Aim
Transcribe the tail of the listing: start at the line containing "Each instance of the green grass" and stop after the last line, keeping every character as is and adding nothing.

Record set
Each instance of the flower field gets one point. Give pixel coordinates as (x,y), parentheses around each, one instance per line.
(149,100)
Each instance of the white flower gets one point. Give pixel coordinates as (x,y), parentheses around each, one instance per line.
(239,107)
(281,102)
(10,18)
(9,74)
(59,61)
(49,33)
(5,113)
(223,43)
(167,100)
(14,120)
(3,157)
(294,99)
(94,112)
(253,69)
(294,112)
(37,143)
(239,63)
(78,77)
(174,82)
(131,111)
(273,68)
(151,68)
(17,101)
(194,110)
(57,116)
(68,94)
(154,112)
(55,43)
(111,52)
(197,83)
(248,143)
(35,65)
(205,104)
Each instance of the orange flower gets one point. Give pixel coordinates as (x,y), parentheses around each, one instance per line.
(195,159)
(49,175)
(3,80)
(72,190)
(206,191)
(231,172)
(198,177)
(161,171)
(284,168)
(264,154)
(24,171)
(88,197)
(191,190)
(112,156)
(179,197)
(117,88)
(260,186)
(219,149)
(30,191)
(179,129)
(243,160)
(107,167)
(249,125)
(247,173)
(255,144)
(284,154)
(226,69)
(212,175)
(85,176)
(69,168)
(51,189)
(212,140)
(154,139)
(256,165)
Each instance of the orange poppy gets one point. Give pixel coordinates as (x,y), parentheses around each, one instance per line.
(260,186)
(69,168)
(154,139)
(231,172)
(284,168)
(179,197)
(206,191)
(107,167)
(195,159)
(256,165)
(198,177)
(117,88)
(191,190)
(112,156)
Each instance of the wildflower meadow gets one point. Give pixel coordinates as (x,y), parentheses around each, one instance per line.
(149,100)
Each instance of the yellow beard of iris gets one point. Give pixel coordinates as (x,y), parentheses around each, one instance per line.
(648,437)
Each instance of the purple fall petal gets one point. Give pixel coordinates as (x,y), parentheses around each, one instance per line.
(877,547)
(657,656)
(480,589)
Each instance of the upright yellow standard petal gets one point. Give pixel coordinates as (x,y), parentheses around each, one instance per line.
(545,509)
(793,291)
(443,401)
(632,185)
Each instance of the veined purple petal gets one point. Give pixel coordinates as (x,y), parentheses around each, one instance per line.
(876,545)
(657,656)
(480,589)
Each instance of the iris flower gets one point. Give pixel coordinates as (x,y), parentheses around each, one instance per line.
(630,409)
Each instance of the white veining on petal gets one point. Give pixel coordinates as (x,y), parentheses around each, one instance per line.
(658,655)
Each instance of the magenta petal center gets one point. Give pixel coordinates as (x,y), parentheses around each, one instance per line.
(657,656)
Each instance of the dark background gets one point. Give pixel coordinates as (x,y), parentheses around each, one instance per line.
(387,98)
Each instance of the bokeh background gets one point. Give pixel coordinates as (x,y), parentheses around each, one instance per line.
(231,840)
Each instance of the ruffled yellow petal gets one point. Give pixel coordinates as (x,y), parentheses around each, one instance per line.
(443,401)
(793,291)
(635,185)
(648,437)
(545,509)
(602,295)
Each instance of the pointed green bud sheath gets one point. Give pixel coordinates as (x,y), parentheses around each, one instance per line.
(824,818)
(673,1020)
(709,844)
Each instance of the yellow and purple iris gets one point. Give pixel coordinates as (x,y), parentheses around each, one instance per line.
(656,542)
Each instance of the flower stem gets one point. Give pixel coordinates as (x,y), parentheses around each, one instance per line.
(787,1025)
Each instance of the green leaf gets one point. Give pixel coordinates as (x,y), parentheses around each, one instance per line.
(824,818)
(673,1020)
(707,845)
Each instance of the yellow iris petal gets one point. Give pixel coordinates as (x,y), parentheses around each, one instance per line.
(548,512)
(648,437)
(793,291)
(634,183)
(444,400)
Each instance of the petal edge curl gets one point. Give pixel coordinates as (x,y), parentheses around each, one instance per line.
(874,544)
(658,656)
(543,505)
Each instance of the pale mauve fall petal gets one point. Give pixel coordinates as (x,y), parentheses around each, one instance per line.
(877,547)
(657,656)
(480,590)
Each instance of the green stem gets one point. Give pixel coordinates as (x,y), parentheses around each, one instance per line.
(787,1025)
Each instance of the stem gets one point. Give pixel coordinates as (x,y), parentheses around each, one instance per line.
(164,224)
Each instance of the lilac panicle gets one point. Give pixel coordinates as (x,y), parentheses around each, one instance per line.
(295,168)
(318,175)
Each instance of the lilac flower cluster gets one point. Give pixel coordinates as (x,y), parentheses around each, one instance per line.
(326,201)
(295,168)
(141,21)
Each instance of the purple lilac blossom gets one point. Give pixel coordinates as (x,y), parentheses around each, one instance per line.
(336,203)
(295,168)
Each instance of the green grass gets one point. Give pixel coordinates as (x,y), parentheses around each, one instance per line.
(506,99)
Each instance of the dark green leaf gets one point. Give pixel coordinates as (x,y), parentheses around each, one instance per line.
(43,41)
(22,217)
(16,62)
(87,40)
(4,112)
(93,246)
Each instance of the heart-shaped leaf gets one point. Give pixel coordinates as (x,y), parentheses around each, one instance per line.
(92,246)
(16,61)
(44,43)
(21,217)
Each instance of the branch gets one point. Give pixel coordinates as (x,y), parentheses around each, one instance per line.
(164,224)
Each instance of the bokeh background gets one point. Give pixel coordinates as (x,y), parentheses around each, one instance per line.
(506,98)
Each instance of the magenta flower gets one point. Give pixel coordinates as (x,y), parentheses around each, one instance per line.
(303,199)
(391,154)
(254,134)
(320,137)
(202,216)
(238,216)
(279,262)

Result
Each instance of the green grass gets one point. Give pixel coordinates as (x,y), parentheses around each, one instance per line.
(506,99)
Each instance of the dark green leaf gets one point. Give pixel coordinates as (x,y), parentheses around each, one instance per line.
(43,41)
(22,217)
(16,62)
(87,40)
(4,112)
(93,246)
Each instance of the heart-shaped leaf gets one point. Give pixel coordinates as (x,y), parentheses around each, one instance per line.
(92,246)
(16,61)
(44,43)
(21,217)
Each instance of the branch gets one point. Give pixel coordinates as (x,y), parentheses around each, one instance per line.
(164,224)
Each instance of the bokeh background gets one point. Give pixel coordinates as (x,y), parentheses around each, one instance per line.
(506,98)
Each instance of the magenta flower gets one point. Give pixel coordinates as (x,y), parentheses around each, one instance per line.
(303,199)
(391,154)
(254,134)
(320,137)
(202,216)
(238,216)
(279,262)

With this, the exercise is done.